#### Task directions
Please restate the records below word for word, leaving out every picture.

#### Information supplied
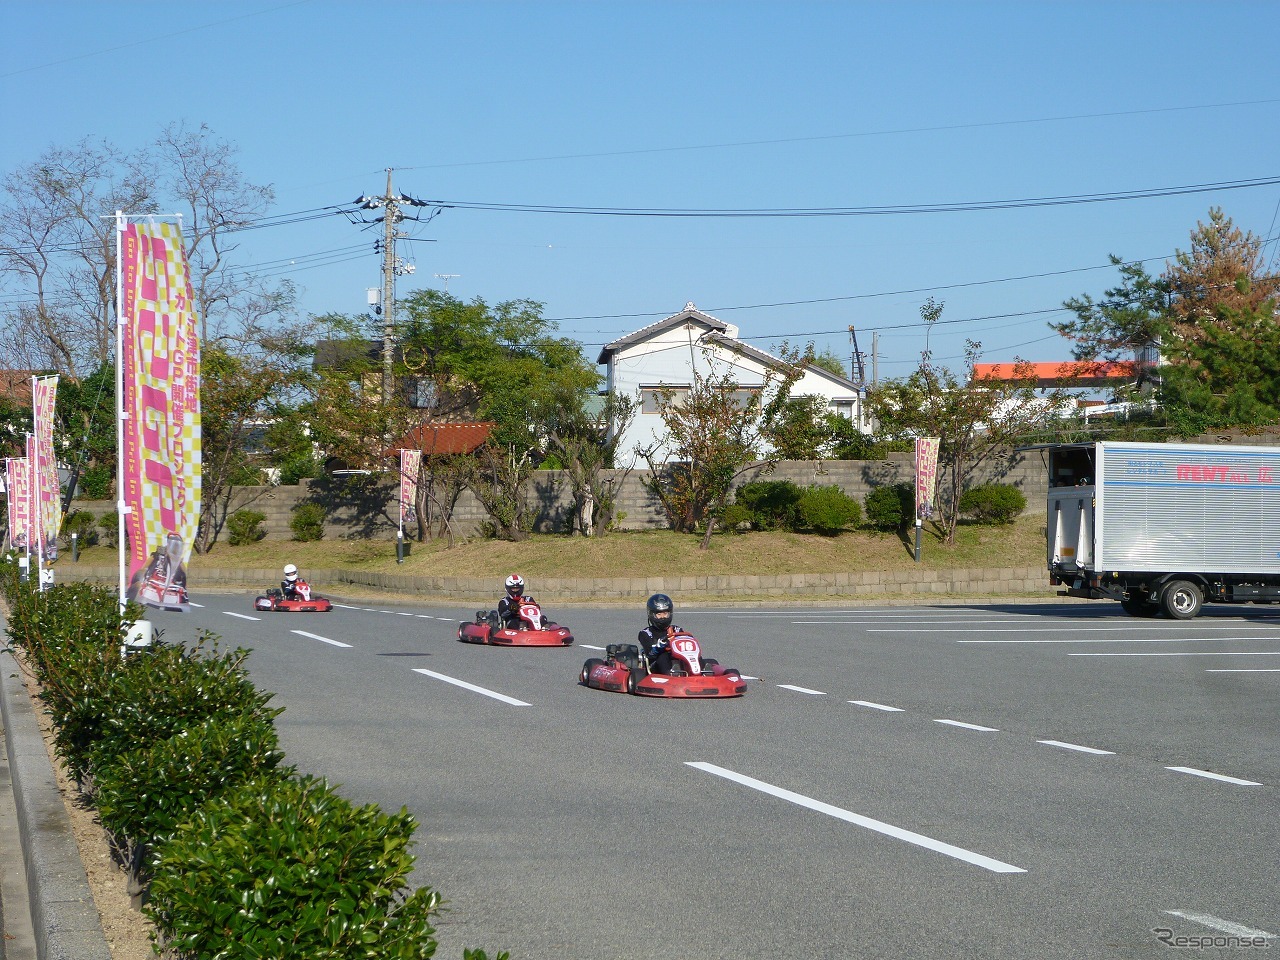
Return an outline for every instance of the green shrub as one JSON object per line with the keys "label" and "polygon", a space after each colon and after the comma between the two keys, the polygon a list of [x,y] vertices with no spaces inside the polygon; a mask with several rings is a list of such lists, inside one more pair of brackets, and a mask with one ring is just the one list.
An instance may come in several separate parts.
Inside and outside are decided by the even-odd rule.
{"label": "green shrub", "polygon": [[988,483],[966,490],[960,497],[960,512],[979,523],[1013,523],[1027,509],[1022,491],[1008,483]]}
{"label": "green shrub", "polygon": [[98,539],[108,547],[119,545],[120,542],[120,514],[111,510],[104,513],[98,518]]}
{"label": "green shrub", "polygon": [[293,508],[289,521],[293,539],[303,542],[324,539],[324,507],[318,503],[300,503]]}
{"label": "green shrub", "polygon": [[801,527],[832,537],[862,521],[862,507],[839,487],[807,487],[796,504]]}
{"label": "green shrub", "polygon": [[263,777],[284,758],[270,718],[215,714],[95,770],[102,826],[117,842],[171,839],[201,804]]}
{"label": "green shrub", "polygon": [[115,467],[111,464],[99,464],[89,467],[76,483],[77,496],[86,500],[110,500],[111,487],[115,480]]}
{"label": "green shrub", "polygon": [[877,530],[901,530],[915,519],[916,488],[910,483],[876,487],[863,500],[867,523]]}
{"label": "green shrub", "polygon": [[414,827],[315,778],[250,781],[158,847],[145,910],[182,957],[426,960],[440,897],[409,892]]}
{"label": "green shrub", "polygon": [[738,528],[751,522],[752,513],[740,503],[727,503],[720,511],[720,529],[726,533],[737,533]]}
{"label": "green shrub", "polygon": [[267,515],[257,510],[237,510],[227,517],[227,540],[233,547],[257,543],[267,535],[267,531],[262,529],[262,522],[266,519]]}
{"label": "green shrub", "polygon": [[733,500],[750,511],[753,530],[791,529],[801,493],[790,480],[753,480],[740,486]]}
{"label": "green shrub", "polygon": [[88,510],[74,510],[62,521],[60,538],[63,546],[71,549],[71,535],[76,535],[80,546],[89,547],[98,542],[98,531],[94,529],[93,514]]}

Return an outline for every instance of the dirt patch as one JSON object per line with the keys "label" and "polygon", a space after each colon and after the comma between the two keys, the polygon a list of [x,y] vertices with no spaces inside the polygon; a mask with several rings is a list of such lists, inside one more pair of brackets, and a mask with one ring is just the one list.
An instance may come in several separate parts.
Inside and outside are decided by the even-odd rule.
{"label": "dirt patch", "polygon": [[[15,655],[21,659],[20,652],[15,651]],[[75,834],[76,846],[80,848],[80,859],[84,863],[85,875],[89,878],[89,889],[93,892],[93,902],[102,920],[102,932],[111,949],[112,960],[154,960],[155,953],[151,949],[151,931],[154,927],[131,905],[126,890],[125,872],[111,856],[98,815],[54,753],[53,722],[49,711],[39,699],[39,685],[27,673],[25,664],[22,674],[39,718],[40,732],[44,734],[45,749],[49,751],[49,760],[53,764],[63,806],[67,808],[67,816],[71,818],[71,829]]]}

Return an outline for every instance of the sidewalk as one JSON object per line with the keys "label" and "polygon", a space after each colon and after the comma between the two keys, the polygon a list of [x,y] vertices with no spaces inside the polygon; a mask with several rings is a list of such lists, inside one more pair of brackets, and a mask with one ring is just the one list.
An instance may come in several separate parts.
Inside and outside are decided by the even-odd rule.
{"label": "sidewalk", "polygon": [[7,652],[0,652],[0,718],[8,773],[0,777],[0,957],[111,960],[31,698]]}

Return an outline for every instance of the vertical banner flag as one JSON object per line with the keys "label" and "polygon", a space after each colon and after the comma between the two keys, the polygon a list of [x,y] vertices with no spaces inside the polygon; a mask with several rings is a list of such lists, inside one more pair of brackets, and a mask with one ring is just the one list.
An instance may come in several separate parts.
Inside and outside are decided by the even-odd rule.
{"label": "vertical banner flag", "polygon": [[200,525],[200,341],[178,224],[120,236],[128,598],[187,610]]}
{"label": "vertical banner flag", "polygon": [[31,461],[11,457],[4,462],[5,491],[9,501],[9,546],[26,550],[31,538]]}
{"label": "vertical banner flag", "polygon": [[938,447],[937,437],[916,438],[916,519],[930,520],[934,514],[934,501],[938,495]]}
{"label": "vertical banner flag", "polygon": [[53,449],[53,410],[58,395],[58,378],[37,377],[31,381],[32,406],[35,410],[35,466],[31,482],[35,485],[36,514],[32,518],[40,556],[58,559],[58,530],[62,527],[62,496],[58,487],[58,457]]}
{"label": "vertical banner flag", "polygon": [[418,522],[418,471],[422,468],[421,450],[400,451],[400,529]]}

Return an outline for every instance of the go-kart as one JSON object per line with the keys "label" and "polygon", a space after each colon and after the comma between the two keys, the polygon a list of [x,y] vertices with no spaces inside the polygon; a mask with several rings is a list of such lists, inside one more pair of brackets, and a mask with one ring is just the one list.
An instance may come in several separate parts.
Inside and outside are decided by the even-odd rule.
{"label": "go-kart", "polygon": [[173,583],[168,578],[154,573],[142,581],[138,587],[136,599],[141,604],[160,610],[186,613],[191,608],[184,584]]}
{"label": "go-kart", "polygon": [[286,597],[278,587],[272,587],[265,596],[253,601],[253,609],[267,613],[328,613],[333,603],[327,597],[313,596],[311,584],[299,580],[296,584],[298,596]]}
{"label": "go-kart", "polygon": [[634,643],[611,643],[606,659],[592,657],[582,665],[578,681],[597,690],[634,693],[641,697],[740,697],[746,681],[719,661],[702,659],[702,647],[687,633],[670,639],[671,672],[653,673],[648,656]]}
{"label": "go-kart", "polygon": [[526,597],[518,612],[520,625],[507,627],[497,610],[477,610],[474,622],[459,625],[458,639],[497,647],[567,647],[573,643],[569,628],[544,619],[536,601]]}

#### Response to the task
Return an outline for every instance of the green shrub as one JSON object per line with the keys "label" and "polygon", a space after each colon and after the comma between the two keys, the polygon a list of [x,y] vertices with no spaces inside the polygon; a mask with several rings is a list of such lists, inside one more pair of brackets, and a mask with one ring is just the one list.
An instance may come in several separate parts.
Inside and outside are decided by the even-odd rule.
{"label": "green shrub", "polygon": [[988,483],[966,490],[960,497],[960,512],[979,523],[1013,523],[1027,509],[1022,491],[1008,483]]}
{"label": "green shrub", "polygon": [[98,539],[108,547],[119,545],[120,542],[120,514],[111,510],[104,513],[98,518]]}
{"label": "green shrub", "polygon": [[293,508],[289,521],[293,539],[303,542],[324,539],[324,507],[318,503],[300,503]]}
{"label": "green shrub", "polygon": [[801,527],[832,537],[862,521],[862,507],[839,487],[807,487],[796,504]]}
{"label": "green shrub", "polygon": [[263,777],[284,758],[270,718],[215,714],[95,770],[102,826],[117,842],[171,839],[201,804]]}
{"label": "green shrub", "polygon": [[115,467],[111,464],[99,464],[89,467],[76,483],[77,496],[86,500],[110,500],[111,487],[115,480]]}
{"label": "green shrub", "polygon": [[877,530],[901,530],[915,519],[916,488],[910,483],[876,487],[863,500],[867,523]]}
{"label": "green shrub", "polygon": [[414,827],[315,778],[250,781],[158,847],[145,910],[182,957],[426,960],[440,897],[409,892]]}
{"label": "green shrub", "polygon": [[738,528],[751,522],[752,513],[740,503],[727,503],[720,511],[720,529],[726,533],[737,533]]}
{"label": "green shrub", "polygon": [[267,515],[257,510],[237,510],[227,517],[227,540],[233,547],[257,543],[267,535],[267,531],[262,529],[262,522],[266,519]]}
{"label": "green shrub", "polygon": [[733,500],[750,511],[753,530],[791,529],[801,493],[790,480],[753,480],[740,486]]}
{"label": "green shrub", "polygon": [[88,510],[74,510],[62,521],[60,538],[63,546],[71,549],[71,535],[76,535],[80,546],[89,547],[98,542],[98,531],[94,529],[93,514]]}

Return an outline for every instance of the dirt patch as one JSON object per line with the keys "label" and "polygon", a space after each colon and after the comma between the two keys, the polygon a list of [x,y] vertices with no spaces inside the polygon; a mask with several rings is a list of such lists, inside one more pair of brackets, and a mask with one ring is just the one list.
An instance may come in several separate parts.
Inside and outside are decided by the even-odd rule.
{"label": "dirt patch", "polygon": [[[15,655],[21,659],[20,652],[15,651]],[[75,834],[76,846],[80,848],[80,859],[84,863],[85,875],[89,878],[89,889],[93,892],[93,902],[102,920],[102,932],[111,949],[112,960],[154,960],[155,953],[151,949],[151,931],[154,927],[131,905],[126,890],[125,872],[111,856],[98,815],[54,753],[53,722],[49,711],[39,699],[39,685],[27,673],[25,664],[22,674],[39,718],[40,732],[44,734],[45,749],[49,751],[49,760],[53,764],[63,806],[67,808],[67,816],[71,818],[71,829]]]}

Return an outline for every instance of the sidewalk as one JSON object per line with the keys "label" and "polygon", a space after each colon and after the comma between the two keys, the polygon a list of [x,y] vertices with no spaces inside the polygon; a mask with several rings is a list of such lists, inside one more pair of brackets, and a mask with one ring is just the one list.
An instance may come in several separate parts.
Inside and outside are decided by the even-odd rule.
{"label": "sidewalk", "polygon": [[7,652],[0,652],[0,718],[8,773],[0,777],[0,957],[111,960],[31,698]]}

Return an outline for every instance of the vertical banner flag as one JSON object per line with the keys "label" and "polygon", a space after each colon and after the comma between the two keys, the polygon a list of [x,y] vertices with no spaces inside the polygon; a mask with several rings is a list of such lists, inside one more pair of brackets, and a mask with one ring is just the one list.
An instance may come in several separate parts.
Inside and outside are decided by the even-odd rule.
{"label": "vertical banner flag", "polygon": [[200,525],[200,341],[178,224],[120,236],[128,598],[187,610]]}
{"label": "vertical banner flag", "polygon": [[31,461],[11,457],[4,462],[5,491],[9,501],[9,546],[26,550],[31,538]]}
{"label": "vertical banner flag", "polygon": [[938,447],[937,437],[916,438],[916,519],[930,520],[934,514],[934,501],[938,495]]}
{"label": "vertical banner flag", "polygon": [[53,449],[53,410],[58,395],[58,378],[37,377],[31,381],[32,406],[35,410],[35,466],[31,482],[35,485],[36,514],[32,518],[40,556],[58,559],[58,530],[62,527],[62,496],[58,487],[58,457]]}
{"label": "vertical banner flag", "polygon": [[418,522],[418,471],[422,468],[421,450],[400,451],[400,529]]}

Return an outline for every instance of the go-kart as one JSON object per line with the keys "label" and "polygon", a space after each colon and after the comma between the two keys, the polygon a list of [x,y] vertices with no spaces inside the polygon; a mask with several rings is a list of such lists, inside one more pair of brackets, and a mask with one ring is just the one list.
An instance may come in several separate parts.
Inside and outside are decided by the even-odd rule.
{"label": "go-kart", "polygon": [[173,583],[168,578],[154,573],[142,581],[138,587],[136,599],[141,604],[160,610],[186,613],[191,608],[184,584]]}
{"label": "go-kart", "polygon": [[286,597],[278,587],[272,587],[265,596],[253,601],[253,609],[267,613],[328,613],[333,603],[327,597],[313,596],[311,584],[299,580],[296,584],[298,596]]}
{"label": "go-kart", "polygon": [[634,643],[611,643],[606,659],[592,657],[582,665],[578,681],[597,690],[634,693],[641,697],[740,697],[746,681],[719,661],[702,659],[702,647],[687,633],[670,639],[671,672],[653,673],[648,656]]}
{"label": "go-kart", "polygon": [[526,597],[518,612],[520,625],[507,627],[497,610],[477,610],[474,622],[459,625],[458,639],[497,647],[567,647],[573,643],[569,628],[544,619],[536,601]]}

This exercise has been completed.